++++ Passage ++++
And that, course participants, is why we are here.

1.1 The Framework of this Course

Over the duration of this course we will survey a wide array of observation platforms and networks and build hands-on experience with the framework of Ecoinformatics. For coherance we will cover the following overarching themes:

Each network’s mission and design

Each network’s spatial design

e.g. opprtunistic vs. planned, citizen science vs. orbital sensors

The types of data that stream from each network

e.g. sensors, derived products, metadata

How to access that data

e.g. APIs, landing pages, r packages etc.

Opportunities to interact with or contribute to each network

e.g. RFP’s coming down the pipeline, internships, and post-doctoral scholar programs.

At the conclusion of each network’s section you will be asked to write a 1-page summary reviewing the above framework for each network, and highlight how it potentially aligns with your own research. These series of 1-page summaries will then culminate into a final presentation where you propose to derive your own data product for your own research touching upon multiple networks and accounting for differences in spatial footprints, frequency of observations, and important data cross-walks.

1.2 Final Course Project: Proposed Derived Data Product

For your final project, you will present a 4-6 minute IGNITE-style derived data product pitch, followed by 2-3 minutes of questions from your audience (which will include members from the infrastrures we’ve covered). Think of this project as your ‘sales pitch’ to the research infrastructure whose data you are using, and/or the scientific community as a whole. In the IGNITE theme of ‘Enlighten us but make it quick’, you will construct a series of slides that auto-advance every 30 seconds. Specific instructions for the content of each slide are below.

Ideally, this final presentation will feed upon a number of the ‘culmination write-ups’ you have conducted over the course of the semester. Ideally, this derived data product will utilize data from a number of sources, either covered within this course or external to it. Ideally, it will also convince your audience that your idea is novel, useful, and possible.

In order to complete this presentation, you will need to have worked with the various data products you propose, have an in-depth understanding of them, and their challenges, along with original, clean, high-level summary graphics. Further, giving an IGNITE-style presentation takes practice. IGNITE-style presentations are powerful, as they keep you moving forward, and give your audience a high-level understanding of your topic. We fully recommend rehearsing your presentation many times before giving it live and recording yourself to learn how you can improve.

Here’s an example (of an even faster) ignite talk from one of your book’s authors:

In your derived data product pitch you will cover these themes:

The need for the derived data that you are proposing to produce.
What data you will use to derive this product, including the justification for this exact data.
The processing pipeline for this product, along with estimates for a timeline.
Potential hurdles you will have to overcome.
How this product will serve the infrastructure and/or the scientific community.
++++
In the course overview, how often do the slides in the final IGNITE-style presentation auto-advance? The data placed after this course overview are separate material.
++++ Data ++++
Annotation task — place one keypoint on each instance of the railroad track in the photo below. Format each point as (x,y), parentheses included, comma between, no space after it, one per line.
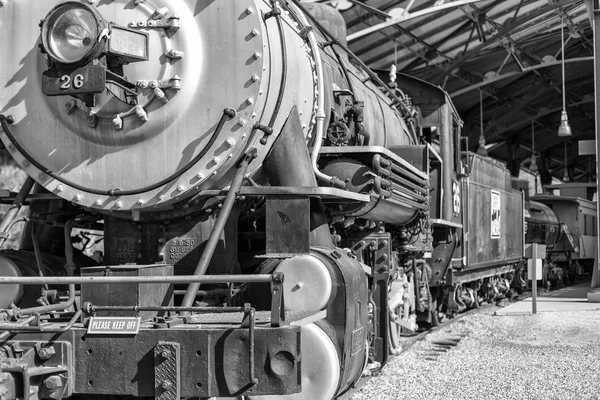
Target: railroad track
(438,346)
++++
_Result of this task_
Every 30 seconds.